## Task directions
How many lines in the records below contain the word "soil"? Reply with the number alone.

## Data to use
--- Start ---

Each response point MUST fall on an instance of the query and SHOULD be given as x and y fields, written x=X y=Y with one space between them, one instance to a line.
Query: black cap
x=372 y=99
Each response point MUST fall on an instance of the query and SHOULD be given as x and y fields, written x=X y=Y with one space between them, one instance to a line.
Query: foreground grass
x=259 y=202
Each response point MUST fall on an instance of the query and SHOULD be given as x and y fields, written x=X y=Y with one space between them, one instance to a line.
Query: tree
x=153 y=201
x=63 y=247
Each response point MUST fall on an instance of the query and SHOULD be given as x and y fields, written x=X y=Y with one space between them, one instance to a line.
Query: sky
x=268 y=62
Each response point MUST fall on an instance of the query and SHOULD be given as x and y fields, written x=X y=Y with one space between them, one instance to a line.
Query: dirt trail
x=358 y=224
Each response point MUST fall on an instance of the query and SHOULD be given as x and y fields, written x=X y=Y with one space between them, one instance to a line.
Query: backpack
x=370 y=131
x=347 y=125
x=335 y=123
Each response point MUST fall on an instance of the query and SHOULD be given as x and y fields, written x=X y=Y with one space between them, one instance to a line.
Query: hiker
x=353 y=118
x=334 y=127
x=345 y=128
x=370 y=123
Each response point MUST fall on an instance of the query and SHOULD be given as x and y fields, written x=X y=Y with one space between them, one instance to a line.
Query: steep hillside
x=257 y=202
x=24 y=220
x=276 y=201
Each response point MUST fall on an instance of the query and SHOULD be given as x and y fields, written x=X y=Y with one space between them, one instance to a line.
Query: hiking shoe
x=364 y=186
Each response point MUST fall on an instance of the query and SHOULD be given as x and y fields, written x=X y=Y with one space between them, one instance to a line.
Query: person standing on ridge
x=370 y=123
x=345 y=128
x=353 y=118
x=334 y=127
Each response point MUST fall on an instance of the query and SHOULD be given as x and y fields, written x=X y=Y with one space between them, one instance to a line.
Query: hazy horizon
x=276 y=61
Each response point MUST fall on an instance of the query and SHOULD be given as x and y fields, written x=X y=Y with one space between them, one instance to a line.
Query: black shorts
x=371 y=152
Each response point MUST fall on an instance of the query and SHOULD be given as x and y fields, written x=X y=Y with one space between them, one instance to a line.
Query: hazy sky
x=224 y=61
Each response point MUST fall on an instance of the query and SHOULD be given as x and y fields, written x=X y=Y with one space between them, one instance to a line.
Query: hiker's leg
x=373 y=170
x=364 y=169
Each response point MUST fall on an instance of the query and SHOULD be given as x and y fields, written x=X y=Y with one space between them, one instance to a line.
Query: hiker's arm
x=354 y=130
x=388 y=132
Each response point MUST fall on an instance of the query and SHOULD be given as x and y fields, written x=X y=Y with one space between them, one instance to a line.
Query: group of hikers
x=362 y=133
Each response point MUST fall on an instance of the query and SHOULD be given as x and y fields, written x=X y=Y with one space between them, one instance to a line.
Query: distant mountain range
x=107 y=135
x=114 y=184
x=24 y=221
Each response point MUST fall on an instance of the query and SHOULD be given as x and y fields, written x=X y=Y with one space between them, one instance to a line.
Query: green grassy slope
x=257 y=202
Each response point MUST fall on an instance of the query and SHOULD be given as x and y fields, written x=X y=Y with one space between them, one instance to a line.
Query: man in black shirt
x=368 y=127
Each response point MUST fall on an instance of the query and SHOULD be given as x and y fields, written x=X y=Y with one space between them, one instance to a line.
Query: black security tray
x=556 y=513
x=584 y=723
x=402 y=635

--- End ---
--- Start ---

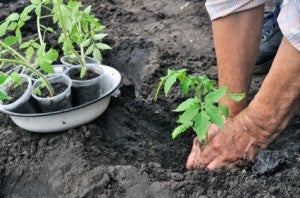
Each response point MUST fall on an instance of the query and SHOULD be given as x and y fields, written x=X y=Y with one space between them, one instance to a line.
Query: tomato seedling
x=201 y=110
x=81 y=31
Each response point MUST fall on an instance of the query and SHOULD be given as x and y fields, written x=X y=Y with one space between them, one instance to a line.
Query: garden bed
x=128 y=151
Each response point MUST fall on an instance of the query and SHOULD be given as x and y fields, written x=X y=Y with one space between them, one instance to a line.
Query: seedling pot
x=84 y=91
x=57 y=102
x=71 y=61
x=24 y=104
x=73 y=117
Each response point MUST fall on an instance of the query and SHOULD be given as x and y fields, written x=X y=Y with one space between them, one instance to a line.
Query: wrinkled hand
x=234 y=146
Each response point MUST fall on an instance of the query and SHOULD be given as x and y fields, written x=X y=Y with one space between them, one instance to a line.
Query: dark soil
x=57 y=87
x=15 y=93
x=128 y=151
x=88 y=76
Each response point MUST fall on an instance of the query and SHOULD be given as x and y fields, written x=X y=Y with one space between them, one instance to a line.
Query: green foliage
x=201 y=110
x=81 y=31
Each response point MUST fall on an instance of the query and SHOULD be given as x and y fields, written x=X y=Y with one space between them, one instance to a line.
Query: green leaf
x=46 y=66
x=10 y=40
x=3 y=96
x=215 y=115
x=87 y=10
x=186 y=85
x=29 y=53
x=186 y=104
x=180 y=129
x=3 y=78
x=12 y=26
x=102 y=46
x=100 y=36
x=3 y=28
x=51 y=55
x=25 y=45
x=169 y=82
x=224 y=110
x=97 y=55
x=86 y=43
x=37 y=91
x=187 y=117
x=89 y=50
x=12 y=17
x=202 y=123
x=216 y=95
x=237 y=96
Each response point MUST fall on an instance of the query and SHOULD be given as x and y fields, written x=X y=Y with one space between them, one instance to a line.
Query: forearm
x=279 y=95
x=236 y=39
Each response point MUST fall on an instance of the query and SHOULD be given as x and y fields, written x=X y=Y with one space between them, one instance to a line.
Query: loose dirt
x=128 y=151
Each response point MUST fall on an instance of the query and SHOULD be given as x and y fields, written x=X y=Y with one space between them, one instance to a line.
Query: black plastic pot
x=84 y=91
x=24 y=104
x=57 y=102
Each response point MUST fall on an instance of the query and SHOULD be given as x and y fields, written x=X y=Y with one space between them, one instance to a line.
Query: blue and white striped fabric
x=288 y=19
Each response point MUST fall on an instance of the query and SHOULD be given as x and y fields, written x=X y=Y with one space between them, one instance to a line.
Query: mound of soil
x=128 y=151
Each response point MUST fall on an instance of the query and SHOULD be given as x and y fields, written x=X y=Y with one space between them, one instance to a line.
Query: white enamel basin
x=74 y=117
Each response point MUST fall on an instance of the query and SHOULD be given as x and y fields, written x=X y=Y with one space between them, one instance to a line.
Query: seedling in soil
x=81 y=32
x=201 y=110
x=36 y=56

--- End ---

## Answer to this problem
3